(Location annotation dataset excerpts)
******

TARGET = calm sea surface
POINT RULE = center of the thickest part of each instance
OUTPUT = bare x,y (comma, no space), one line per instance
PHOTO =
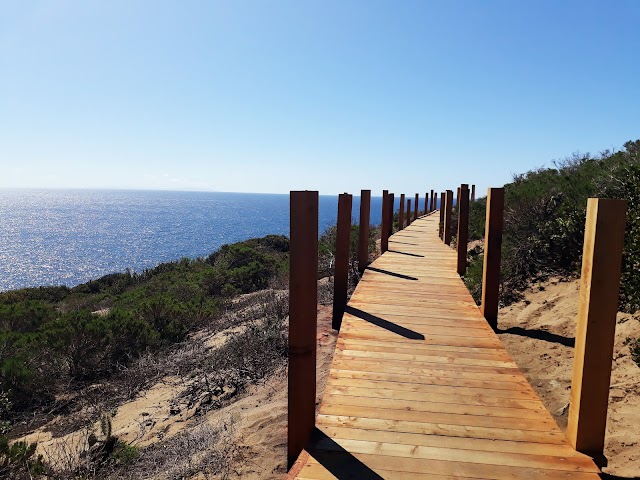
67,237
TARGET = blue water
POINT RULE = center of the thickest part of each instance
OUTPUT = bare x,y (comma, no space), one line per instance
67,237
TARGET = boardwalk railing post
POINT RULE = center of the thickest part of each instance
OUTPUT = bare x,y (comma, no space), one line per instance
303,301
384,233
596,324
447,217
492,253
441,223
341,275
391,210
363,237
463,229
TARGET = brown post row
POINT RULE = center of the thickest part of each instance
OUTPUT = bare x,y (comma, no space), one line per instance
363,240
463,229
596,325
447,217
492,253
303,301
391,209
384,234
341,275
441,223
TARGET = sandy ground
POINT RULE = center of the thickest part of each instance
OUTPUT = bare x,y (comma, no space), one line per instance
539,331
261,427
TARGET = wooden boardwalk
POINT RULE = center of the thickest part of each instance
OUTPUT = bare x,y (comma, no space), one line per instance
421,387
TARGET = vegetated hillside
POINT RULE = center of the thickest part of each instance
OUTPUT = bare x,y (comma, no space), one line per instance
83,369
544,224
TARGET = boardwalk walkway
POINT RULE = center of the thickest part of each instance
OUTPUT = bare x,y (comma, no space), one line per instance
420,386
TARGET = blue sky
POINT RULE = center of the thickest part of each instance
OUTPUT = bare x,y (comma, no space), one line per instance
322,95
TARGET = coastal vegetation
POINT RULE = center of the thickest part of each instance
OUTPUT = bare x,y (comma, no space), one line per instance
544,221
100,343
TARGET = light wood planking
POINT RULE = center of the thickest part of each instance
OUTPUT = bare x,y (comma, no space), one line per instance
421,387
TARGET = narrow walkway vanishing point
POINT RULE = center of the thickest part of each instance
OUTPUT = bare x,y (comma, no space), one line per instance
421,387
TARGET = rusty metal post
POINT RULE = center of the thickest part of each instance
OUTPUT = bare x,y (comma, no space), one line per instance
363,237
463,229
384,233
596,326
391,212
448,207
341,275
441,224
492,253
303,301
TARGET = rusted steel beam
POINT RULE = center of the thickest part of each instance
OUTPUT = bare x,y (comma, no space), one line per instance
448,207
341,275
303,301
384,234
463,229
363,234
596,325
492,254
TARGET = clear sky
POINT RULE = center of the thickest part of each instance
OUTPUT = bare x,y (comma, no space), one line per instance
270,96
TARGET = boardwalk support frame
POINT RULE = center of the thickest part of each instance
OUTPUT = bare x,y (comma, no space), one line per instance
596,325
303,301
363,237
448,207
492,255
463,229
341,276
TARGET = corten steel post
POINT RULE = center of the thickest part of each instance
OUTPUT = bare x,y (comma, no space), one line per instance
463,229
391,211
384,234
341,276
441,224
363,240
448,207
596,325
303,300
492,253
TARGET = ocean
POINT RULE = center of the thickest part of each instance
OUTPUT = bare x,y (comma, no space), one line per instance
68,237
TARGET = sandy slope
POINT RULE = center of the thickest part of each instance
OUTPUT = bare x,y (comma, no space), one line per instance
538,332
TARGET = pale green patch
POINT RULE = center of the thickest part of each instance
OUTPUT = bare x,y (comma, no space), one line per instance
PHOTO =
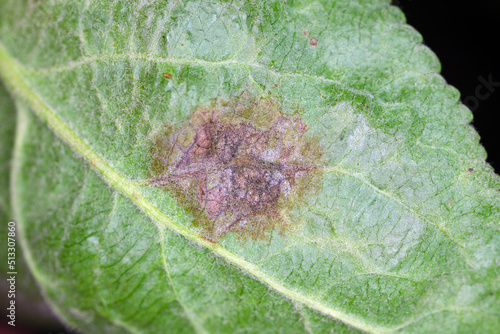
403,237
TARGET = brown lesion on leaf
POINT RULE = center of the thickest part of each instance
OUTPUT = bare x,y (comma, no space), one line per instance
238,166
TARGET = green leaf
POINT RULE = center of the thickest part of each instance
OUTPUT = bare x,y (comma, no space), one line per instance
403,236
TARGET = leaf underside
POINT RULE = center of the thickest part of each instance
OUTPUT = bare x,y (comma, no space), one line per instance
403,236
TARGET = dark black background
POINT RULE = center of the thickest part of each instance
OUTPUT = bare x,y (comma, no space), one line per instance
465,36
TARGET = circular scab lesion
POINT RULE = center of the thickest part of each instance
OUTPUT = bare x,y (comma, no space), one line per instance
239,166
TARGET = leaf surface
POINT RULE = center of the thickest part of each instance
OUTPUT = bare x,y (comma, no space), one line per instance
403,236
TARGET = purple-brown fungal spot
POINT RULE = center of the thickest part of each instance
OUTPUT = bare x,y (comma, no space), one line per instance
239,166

******

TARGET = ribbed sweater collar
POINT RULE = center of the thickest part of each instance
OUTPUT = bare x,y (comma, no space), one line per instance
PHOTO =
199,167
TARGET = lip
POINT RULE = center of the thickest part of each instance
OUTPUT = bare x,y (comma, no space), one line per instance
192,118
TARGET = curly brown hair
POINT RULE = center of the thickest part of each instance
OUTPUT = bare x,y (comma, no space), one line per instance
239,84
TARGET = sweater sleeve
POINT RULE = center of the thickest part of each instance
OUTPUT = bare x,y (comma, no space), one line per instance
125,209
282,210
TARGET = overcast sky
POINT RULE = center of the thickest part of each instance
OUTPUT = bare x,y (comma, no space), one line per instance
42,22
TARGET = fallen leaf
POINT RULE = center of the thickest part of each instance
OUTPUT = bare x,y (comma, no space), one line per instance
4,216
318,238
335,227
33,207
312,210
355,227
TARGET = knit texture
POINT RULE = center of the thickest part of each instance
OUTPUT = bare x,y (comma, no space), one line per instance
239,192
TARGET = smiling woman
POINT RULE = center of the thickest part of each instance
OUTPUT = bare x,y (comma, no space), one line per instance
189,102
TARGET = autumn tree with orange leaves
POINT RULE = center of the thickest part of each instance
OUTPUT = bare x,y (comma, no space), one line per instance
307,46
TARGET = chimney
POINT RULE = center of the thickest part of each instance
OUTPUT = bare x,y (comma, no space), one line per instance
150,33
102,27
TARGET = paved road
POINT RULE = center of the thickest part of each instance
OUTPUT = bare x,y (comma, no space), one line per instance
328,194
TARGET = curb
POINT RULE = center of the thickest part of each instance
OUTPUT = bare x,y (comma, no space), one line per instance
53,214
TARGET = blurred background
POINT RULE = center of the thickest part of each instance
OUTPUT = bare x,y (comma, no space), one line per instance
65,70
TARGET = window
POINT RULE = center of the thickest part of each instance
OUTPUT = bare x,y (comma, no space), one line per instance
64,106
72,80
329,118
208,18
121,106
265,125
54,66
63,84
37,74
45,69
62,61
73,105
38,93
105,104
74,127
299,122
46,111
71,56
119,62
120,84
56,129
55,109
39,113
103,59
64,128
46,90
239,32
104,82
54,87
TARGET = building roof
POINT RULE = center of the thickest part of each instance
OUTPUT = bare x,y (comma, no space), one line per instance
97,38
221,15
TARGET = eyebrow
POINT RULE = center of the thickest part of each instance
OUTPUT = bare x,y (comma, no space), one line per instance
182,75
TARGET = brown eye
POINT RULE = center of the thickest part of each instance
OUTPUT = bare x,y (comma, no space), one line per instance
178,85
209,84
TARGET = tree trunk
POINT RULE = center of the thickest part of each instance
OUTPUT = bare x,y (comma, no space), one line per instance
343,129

******

§ STATED GOAL: Identify every line above that contains the string "sweater", treating case as significant, and copy each one out.

§ RESPONSE BELOW:
TARGET = ribbed sweater collar
TARGET = sweater sleeve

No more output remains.